[Location annotation dataset excerpts]
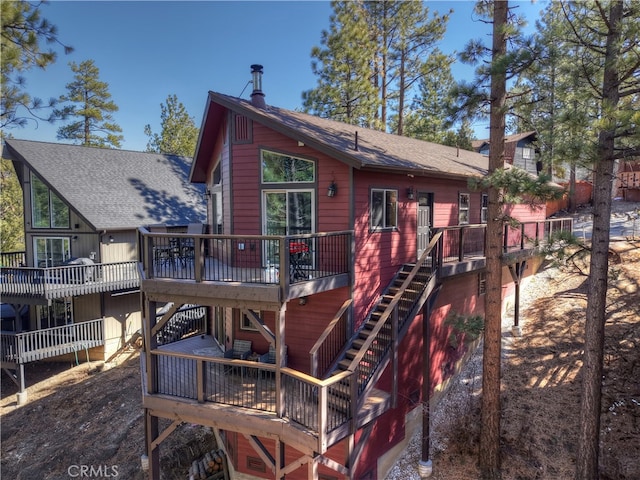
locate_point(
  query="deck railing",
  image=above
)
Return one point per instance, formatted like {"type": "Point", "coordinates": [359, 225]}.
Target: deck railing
{"type": "Point", "coordinates": [330, 342]}
{"type": "Point", "coordinates": [466, 242]}
{"type": "Point", "coordinates": [27, 347]}
{"type": "Point", "coordinates": [249, 384]}
{"type": "Point", "coordinates": [68, 281]}
{"type": "Point", "coordinates": [245, 258]}
{"type": "Point", "coordinates": [12, 259]}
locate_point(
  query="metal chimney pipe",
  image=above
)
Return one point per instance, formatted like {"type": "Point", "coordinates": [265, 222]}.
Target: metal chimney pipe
{"type": "Point", "coordinates": [257, 97]}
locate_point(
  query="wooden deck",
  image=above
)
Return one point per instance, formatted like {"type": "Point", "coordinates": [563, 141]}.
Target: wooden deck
{"type": "Point", "coordinates": [38, 285]}
{"type": "Point", "coordinates": [25, 347]}
{"type": "Point", "coordinates": [194, 379]}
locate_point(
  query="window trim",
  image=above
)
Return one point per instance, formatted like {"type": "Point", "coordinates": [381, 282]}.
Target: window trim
{"type": "Point", "coordinates": [298, 183]}
{"type": "Point", "coordinates": [484, 208]}
{"type": "Point", "coordinates": [248, 326]}
{"type": "Point", "coordinates": [467, 209]}
{"type": "Point", "coordinates": [384, 227]}
{"type": "Point", "coordinates": [52, 213]}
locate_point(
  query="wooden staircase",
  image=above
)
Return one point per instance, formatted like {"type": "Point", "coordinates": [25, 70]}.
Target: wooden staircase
{"type": "Point", "coordinates": [369, 351]}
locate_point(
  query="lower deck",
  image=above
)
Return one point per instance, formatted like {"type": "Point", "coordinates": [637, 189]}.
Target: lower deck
{"type": "Point", "coordinates": [195, 383]}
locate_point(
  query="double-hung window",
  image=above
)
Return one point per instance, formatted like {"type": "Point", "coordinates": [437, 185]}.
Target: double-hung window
{"type": "Point", "coordinates": [47, 209]}
{"type": "Point", "coordinates": [463, 208]}
{"type": "Point", "coordinates": [384, 208]}
{"type": "Point", "coordinates": [484, 208]}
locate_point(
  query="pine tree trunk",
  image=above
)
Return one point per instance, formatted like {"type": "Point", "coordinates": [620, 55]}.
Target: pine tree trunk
{"type": "Point", "coordinates": [589, 433]}
{"type": "Point", "coordinates": [489, 455]}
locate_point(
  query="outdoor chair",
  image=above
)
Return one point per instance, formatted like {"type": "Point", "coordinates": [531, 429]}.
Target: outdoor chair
{"type": "Point", "coordinates": [240, 351]}
{"type": "Point", "coordinates": [270, 356]}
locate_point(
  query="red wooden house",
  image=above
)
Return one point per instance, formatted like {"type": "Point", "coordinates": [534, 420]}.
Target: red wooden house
{"type": "Point", "coordinates": [337, 252]}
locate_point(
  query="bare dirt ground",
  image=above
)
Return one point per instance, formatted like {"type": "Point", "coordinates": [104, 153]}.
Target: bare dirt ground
{"type": "Point", "coordinates": [541, 377]}
{"type": "Point", "coordinates": [86, 415]}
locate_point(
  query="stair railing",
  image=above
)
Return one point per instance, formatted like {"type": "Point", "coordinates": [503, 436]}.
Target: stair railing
{"type": "Point", "coordinates": [428, 258]}
{"type": "Point", "coordinates": [331, 341]}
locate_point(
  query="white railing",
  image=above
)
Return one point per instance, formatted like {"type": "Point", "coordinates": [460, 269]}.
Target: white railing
{"type": "Point", "coordinates": [25, 347]}
{"type": "Point", "coordinates": [68, 281]}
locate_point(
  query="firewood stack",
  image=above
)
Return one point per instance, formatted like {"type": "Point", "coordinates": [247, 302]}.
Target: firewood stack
{"type": "Point", "coordinates": [212, 466]}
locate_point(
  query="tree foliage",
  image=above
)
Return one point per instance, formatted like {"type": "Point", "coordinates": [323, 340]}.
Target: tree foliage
{"type": "Point", "coordinates": [345, 90]}
{"type": "Point", "coordinates": [11, 216]}
{"type": "Point", "coordinates": [22, 36]}
{"type": "Point", "coordinates": [371, 61]}
{"type": "Point", "coordinates": [178, 134]}
{"type": "Point", "coordinates": [606, 39]}
{"type": "Point", "coordinates": [90, 102]}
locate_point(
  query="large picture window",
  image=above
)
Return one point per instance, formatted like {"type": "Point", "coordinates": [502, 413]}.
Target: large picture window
{"type": "Point", "coordinates": [384, 208]}
{"type": "Point", "coordinates": [47, 209]}
{"type": "Point", "coordinates": [463, 208]}
{"type": "Point", "coordinates": [51, 251]}
{"type": "Point", "coordinates": [484, 208]}
{"type": "Point", "coordinates": [279, 168]}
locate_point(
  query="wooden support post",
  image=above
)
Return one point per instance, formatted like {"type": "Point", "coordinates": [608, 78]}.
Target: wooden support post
{"type": "Point", "coordinates": [22, 393]}
{"type": "Point", "coordinates": [425, 465]}
{"type": "Point", "coordinates": [394, 356]}
{"type": "Point", "coordinates": [280, 356]}
{"type": "Point", "coordinates": [153, 452]}
{"type": "Point", "coordinates": [517, 271]}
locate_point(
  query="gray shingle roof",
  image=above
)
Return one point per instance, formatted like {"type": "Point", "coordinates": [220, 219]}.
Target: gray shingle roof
{"type": "Point", "coordinates": [115, 189]}
{"type": "Point", "coordinates": [375, 149]}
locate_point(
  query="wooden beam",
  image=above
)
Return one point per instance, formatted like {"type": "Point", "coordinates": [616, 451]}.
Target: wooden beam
{"type": "Point", "coordinates": [295, 465]}
{"type": "Point", "coordinates": [333, 465]}
{"type": "Point", "coordinates": [243, 421]}
{"type": "Point", "coordinates": [262, 451]}
{"type": "Point", "coordinates": [165, 433]}
{"type": "Point", "coordinates": [165, 318]}
{"type": "Point", "coordinates": [257, 322]}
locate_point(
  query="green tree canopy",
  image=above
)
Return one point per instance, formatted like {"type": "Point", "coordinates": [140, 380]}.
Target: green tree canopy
{"type": "Point", "coordinates": [178, 134]}
{"type": "Point", "coordinates": [11, 217]}
{"type": "Point", "coordinates": [91, 104]}
{"type": "Point", "coordinates": [22, 36]}
{"type": "Point", "coordinates": [371, 60]}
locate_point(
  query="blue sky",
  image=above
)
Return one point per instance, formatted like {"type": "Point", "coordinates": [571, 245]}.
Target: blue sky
{"type": "Point", "coordinates": [147, 50]}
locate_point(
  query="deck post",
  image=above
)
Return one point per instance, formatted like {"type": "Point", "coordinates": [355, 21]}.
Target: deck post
{"type": "Point", "coordinates": [517, 272]}
{"type": "Point", "coordinates": [153, 454]}
{"type": "Point", "coordinates": [425, 466]}
{"type": "Point", "coordinates": [280, 357]}
{"type": "Point", "coordinates": [21, 397]}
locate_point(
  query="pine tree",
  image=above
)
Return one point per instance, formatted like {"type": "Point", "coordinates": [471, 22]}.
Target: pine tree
{"type": "Point", "coordinates": [21, 37]}
{"type": "Point", "coordinates": [411, 48]}
{"type": "Point", "coordinates": [11, 217]}
{"type": "Point", "coordinates": [345, 90]}
{"type": "Point", "coordinates": [372, 60]}
{"type": "Point", "coordinates": [428, 118]}
{"type": "Point", "coordinates": [178, 134]}
{"type": "Point", "coordinates": [91, 103]}
{"type": "Point", "coordinates": [606, 35]}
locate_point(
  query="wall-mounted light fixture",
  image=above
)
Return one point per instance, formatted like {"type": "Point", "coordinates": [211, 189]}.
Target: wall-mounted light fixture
{"type": "Point", "coordinates": [333, 188]}
{"type": "Point", "coordinates": [410, 193]}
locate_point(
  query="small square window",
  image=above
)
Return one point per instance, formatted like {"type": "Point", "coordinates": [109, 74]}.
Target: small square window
{"type": "Point", "coordinates": [245, 322]}
{"type": "Point", "coordinates": [484, 208]}
{"type": "Point", "coordinates": [383, 209]}
{"type": "Point", "coordinates": [463, 208]}
{"type": "Point", "coordinates": [482, 283]}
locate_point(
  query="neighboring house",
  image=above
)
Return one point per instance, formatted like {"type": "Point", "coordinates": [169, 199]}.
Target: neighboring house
{"type": "Point", "coordinates": [339, 255]}
{"type": "Point", "coordinates": [627, 184]}
{"type": "Point", "coordinates": [519, 151]}
{"type": "Point", "coordinates": [79, 275]}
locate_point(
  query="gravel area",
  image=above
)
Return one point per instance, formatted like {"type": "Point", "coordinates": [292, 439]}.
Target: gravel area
{"type": "Point", "coordinates": [464, 391]}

- Directive -
Count the lines in the data above that contain the string "stack", treating uppercase and lowercase as different. Reply with the number alone.

- Output for this task -
2